- _EXERCISE DESCRIPTION_: Return every line of the listing below verbatim, leaving out the pictures.
########
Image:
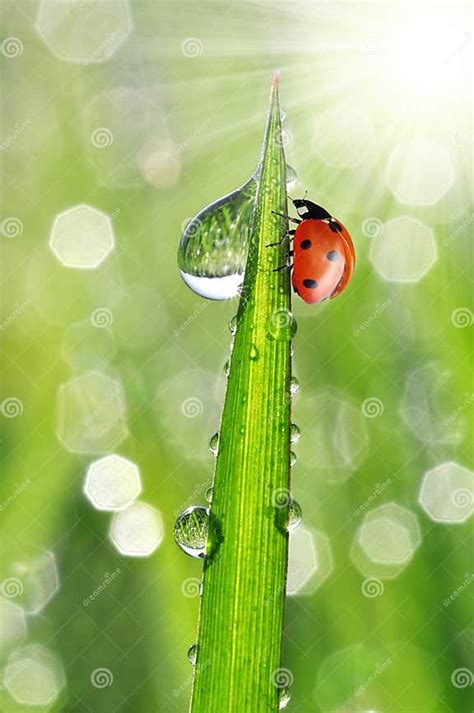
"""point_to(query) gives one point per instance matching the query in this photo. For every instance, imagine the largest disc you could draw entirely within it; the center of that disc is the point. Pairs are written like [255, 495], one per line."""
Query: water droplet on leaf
[291, 177]
[282, 325]
[214, 443]
[254, 353]
[294, 515]
[213, 250]
[192, 654]
[284, 699]
[295, 433]
[191, 530]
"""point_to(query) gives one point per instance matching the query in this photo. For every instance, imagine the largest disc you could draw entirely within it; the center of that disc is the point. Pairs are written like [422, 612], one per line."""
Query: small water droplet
[295, 433]
[294, 515]
[294, 385]
[192, 654]
[254, 353]
[233, 324]
[214, 443]
[191, 530]
[282, 325]
[214, 246]
[284, 699]
[291, 177]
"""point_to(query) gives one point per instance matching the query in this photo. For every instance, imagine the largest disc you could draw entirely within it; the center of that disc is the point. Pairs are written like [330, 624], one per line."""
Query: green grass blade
[240, 627]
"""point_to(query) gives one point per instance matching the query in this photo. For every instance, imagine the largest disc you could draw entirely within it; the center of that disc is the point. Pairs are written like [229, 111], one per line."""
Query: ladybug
[323, 253]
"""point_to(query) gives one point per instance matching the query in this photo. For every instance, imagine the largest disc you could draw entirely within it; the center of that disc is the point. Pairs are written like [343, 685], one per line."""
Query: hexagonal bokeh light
[336, 437]
[13, 627]
[386, 541]
[419, 172]
[34, 675]
[404, 250]
[83, 32]
[343, 136]
[112, 483]
[447, 493]
[137, 531]
[91, 413]
[82, 237]
[309, 561]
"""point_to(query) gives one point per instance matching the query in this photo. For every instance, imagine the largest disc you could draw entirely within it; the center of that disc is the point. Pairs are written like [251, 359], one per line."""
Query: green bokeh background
[201, 116]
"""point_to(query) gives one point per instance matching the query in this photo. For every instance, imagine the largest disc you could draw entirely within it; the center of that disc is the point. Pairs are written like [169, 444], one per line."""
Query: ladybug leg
[288, 265]
[289, 234]
[288, 217]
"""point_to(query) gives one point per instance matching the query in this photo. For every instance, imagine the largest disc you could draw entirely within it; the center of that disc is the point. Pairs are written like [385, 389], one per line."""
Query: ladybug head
[308, 209]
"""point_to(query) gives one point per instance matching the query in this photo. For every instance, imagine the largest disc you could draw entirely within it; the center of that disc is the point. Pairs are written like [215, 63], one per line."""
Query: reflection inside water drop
[213, 250]
[191, 530]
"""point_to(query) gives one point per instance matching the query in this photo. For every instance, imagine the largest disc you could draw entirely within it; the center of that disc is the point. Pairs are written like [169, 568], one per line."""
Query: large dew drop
[213, 250]
[191, 530]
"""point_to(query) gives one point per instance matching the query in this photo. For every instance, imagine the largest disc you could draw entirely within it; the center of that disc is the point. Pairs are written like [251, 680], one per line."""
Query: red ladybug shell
[323, 260]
########
- _EXERCISE ANSWER_:
Image:
"""point_to(query) gives one point per instance matching the query in this photo. For every instance, imagine the largest disc you could draw entirely within it; the center of that disc is the point. Pairs are written like [255, 495], one per line."""
Query: water droplet on leaf
[291, 177]
[282, 325]
[214, 443]
[254, 353]
[294, 515]
[213, 250]
[192, 654]
[284, 699]
[295, 433]
[191, 530]
"""point_to(query) gives one point per instance matching the query in this photo. For every instance, imagine the largest disc you could draw entirely within it; the center of that disc is the point. Pairs are written like [422, 612], one per line."""
Query: small water droplet
[295, 433]
[294, 515]
[294, 385]
[192, 654]
[254, 353]
[233, 324]
[214, 443]
[191, 530]
[282, 325]
[214, 246]
[284, 699]
[291, 177]
"""point_to(query) gives one point per instance matching the query in this photo. For every instance, imagine the largest disc you could draw entirely within it; the center of that disc is the point. Pairs are written like [330, 624], one per line."""
Query: green grass blade
[240, 627]
"""point_to(query) gives one point per instance matching the query in this photo. For every instance, imagine the largest disc you could draw entirely within it; the center of that disc is the point. Pairs are written like [229, 111], one per line."""
Query: ladybug
[323, 253]
"""point_to(query) gives one point per instance matching the query in this photo. For every instance, imagine the largest disc you could draw entirely within it; the center of that disc is the point. Pairs are written like [343, 685], one per line."""
Query: hexagonal bokeh light
[336, 437]
[13, 627]
[386, 541]
[419, 172]
[34, 675]
[404, 250]
[83, 32]
[343, 136]
[112, 483]
[447, 493]
[137, 531]
[91, 413]
[82, 237]
[309, 561]
"""point_to(query) gives one point per instance matching the query in this photo. For every instance, imagine the largest disc you could draw entirely within it; the center of that disc is the point. Pairs are written like [251, 359], one per line."""
Query: green bokeh background
[201, 116]
"""point_to(query) gives one point per instance matching the query in this photo. For every instance, imagine the largest disc you could draw entirely within it; the center of that disc is the point. Pairs are written like [169, 444], one per line."""
Query: ladybug leg
[288, 265]
[289, 234]
[288, 217]
"""point_to(query) gives one point per instance matching the query in this photo. For every instance, imagine the largest disc you could draw entirely within it; the center of that disc is the point. Pairs are written like [385, 389], one per line."""
Query: ladybug head
[308, 209]
"""point_to(query) gives one point per instance matching the query in this photo. For every instance, imagine the largest disc you could draw entirely within it; the center of that disc is the point. Pairs are written like [215, 63], one per line."""
Query: reflection inside water drop
[213, 250]
[191, 530]
"""point_to(query) gives one point per instance matching the query in this photo. For every instance, imagine the largest disc you could draw entirely within it; the center of that disc is the point. Pairs are written like [169, 568], one per line."""
Query: large dew drop
[213, 250]
[191, 530]
"""point_to(query) gives one point per instance matching the query in this photo. For every instance, imagine the largest disc you could draw entirely within it; the center of that disc is the point. Pairs are written like [251, 680], one per line."""
Query: red ladybug shell
[323, 260]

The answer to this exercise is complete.